▸ **What is asked**: Please pick out each line in the entries below that contains the string "covered", treating uppercase and lowercase as different, and copy those lines.

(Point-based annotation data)
┄┄┄┄┄┄┄┄┄┄
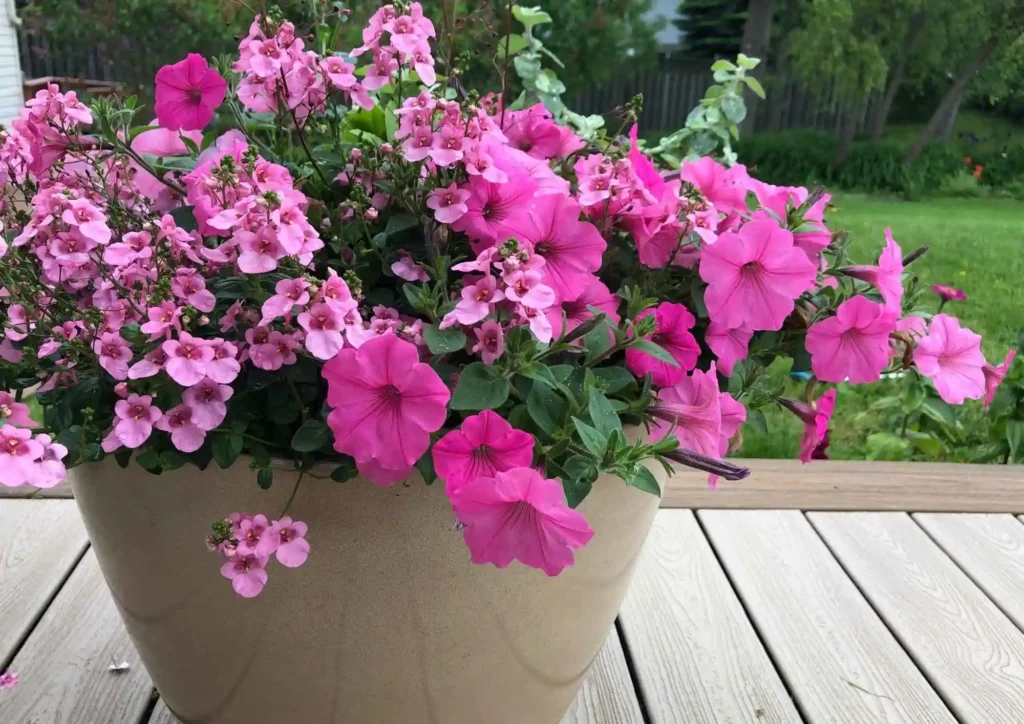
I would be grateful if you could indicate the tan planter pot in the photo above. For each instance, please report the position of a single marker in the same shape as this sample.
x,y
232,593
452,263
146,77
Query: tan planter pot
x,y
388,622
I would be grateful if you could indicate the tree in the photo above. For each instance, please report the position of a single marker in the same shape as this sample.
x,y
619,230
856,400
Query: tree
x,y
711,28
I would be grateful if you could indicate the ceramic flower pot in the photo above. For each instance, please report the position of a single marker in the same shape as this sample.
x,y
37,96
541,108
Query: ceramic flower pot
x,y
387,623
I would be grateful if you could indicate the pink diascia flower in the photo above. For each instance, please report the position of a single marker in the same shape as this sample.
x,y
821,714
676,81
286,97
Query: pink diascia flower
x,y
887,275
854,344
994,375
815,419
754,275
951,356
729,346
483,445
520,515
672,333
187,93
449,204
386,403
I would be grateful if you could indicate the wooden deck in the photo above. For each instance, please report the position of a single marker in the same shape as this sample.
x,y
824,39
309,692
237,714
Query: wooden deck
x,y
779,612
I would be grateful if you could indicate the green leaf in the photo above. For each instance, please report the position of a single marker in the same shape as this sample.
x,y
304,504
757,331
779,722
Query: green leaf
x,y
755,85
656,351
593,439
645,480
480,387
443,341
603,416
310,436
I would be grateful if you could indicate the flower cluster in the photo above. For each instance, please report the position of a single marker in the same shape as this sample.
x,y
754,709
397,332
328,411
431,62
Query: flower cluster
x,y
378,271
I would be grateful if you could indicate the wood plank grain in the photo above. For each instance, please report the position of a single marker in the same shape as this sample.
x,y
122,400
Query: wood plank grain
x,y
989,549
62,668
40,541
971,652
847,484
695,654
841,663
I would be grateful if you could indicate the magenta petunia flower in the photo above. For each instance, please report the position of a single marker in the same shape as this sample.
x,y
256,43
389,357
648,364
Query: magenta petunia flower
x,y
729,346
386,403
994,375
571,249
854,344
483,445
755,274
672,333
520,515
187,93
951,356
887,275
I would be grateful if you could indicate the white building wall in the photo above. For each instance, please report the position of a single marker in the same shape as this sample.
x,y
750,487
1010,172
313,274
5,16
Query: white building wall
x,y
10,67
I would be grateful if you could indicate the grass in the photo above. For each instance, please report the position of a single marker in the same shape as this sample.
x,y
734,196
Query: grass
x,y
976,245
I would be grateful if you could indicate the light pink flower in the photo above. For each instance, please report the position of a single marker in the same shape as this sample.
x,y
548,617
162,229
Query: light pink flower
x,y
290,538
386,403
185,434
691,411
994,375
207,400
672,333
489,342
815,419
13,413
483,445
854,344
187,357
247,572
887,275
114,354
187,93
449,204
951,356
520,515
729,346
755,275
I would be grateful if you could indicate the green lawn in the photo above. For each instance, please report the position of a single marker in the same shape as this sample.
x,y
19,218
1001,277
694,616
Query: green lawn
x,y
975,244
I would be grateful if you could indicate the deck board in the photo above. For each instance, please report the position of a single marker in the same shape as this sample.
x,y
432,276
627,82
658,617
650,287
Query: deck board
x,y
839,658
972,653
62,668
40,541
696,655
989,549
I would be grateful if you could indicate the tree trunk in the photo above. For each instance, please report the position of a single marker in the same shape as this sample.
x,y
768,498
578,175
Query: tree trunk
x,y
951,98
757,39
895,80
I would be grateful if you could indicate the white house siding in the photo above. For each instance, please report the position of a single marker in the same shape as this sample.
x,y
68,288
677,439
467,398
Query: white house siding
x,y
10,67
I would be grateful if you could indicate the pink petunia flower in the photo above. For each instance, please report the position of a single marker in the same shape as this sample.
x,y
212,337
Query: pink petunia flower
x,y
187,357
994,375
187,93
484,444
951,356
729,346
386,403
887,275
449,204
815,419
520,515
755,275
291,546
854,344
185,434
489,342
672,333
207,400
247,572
┄┄┄┄┄┄┄┄┄┄
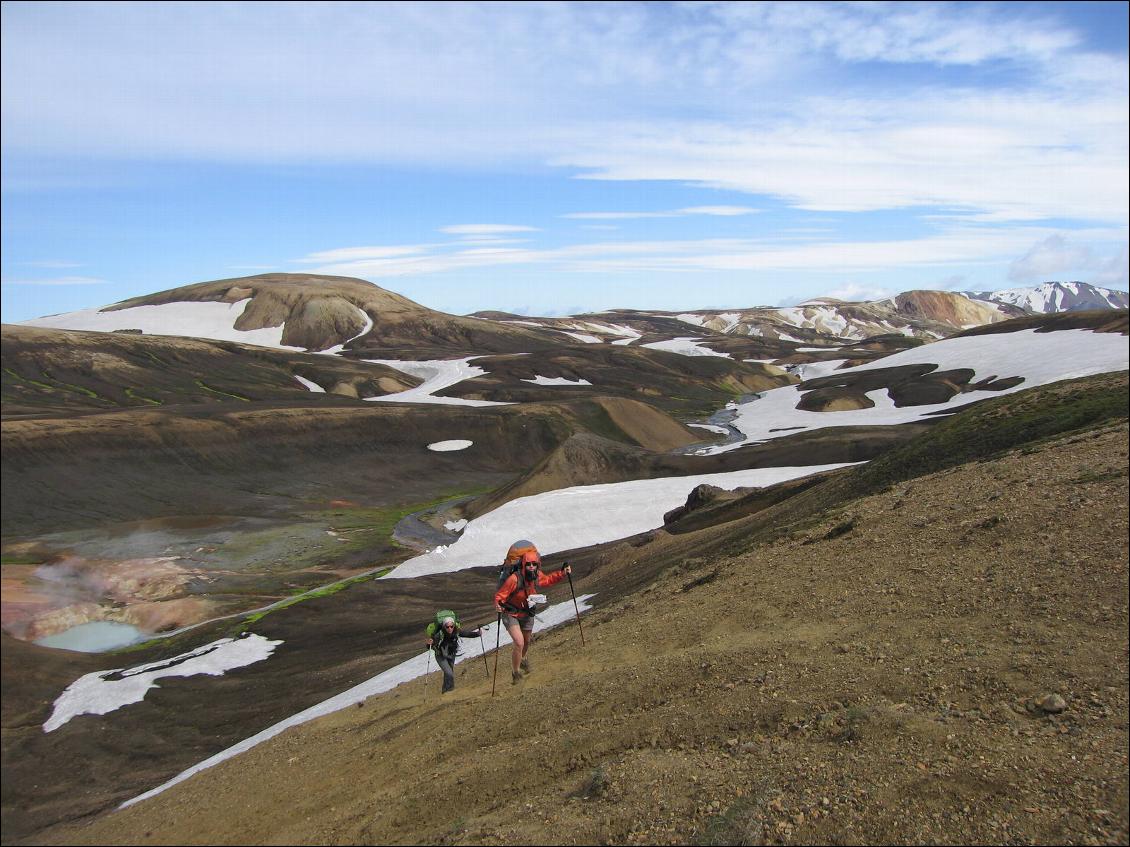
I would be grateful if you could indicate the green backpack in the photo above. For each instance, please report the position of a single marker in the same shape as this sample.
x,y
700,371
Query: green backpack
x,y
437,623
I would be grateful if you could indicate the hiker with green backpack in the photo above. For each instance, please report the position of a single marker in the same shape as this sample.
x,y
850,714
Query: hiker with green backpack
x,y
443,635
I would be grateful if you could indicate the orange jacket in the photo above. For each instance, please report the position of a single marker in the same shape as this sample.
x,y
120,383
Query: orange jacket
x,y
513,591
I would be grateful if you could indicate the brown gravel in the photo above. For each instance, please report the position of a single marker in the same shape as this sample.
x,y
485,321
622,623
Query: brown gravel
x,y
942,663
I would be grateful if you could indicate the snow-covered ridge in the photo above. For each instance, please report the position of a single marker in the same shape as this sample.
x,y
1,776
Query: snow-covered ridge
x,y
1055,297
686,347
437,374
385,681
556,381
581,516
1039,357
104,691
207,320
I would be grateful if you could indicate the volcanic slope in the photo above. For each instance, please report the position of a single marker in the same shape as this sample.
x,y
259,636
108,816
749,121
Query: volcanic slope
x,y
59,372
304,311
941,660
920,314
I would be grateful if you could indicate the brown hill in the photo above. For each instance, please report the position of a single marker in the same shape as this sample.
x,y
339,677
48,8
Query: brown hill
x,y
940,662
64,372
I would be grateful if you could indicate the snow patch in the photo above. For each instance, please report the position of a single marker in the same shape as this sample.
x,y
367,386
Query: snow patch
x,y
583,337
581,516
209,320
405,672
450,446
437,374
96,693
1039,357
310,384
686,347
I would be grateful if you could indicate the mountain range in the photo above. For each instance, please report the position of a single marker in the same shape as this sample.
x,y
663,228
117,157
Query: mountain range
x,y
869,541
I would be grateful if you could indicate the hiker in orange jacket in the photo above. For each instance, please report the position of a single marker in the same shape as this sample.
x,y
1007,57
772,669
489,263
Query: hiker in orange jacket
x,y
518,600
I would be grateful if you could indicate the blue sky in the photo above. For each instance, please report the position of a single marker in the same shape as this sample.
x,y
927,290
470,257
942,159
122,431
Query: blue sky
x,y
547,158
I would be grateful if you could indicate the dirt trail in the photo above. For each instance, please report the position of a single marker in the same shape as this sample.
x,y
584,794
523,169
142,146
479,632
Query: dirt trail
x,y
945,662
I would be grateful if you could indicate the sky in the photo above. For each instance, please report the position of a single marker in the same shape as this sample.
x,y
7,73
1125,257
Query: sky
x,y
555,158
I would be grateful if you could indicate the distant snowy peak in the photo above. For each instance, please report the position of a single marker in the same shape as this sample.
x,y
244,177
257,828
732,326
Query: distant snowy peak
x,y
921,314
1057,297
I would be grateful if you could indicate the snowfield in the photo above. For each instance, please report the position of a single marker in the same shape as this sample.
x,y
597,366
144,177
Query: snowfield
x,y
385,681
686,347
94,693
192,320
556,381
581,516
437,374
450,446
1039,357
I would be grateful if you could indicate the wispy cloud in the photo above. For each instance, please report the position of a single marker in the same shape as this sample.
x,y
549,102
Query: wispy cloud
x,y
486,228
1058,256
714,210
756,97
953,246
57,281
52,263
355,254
┄┄┄┄┄┄┄┄┄┄
▸ **Exercise answer**:
I would be grateful if you could indicate the snow-covered ridge in the photo above. For each instance, please report the position of a single marker in the same shape as this sample.
Query: snow-covered ridge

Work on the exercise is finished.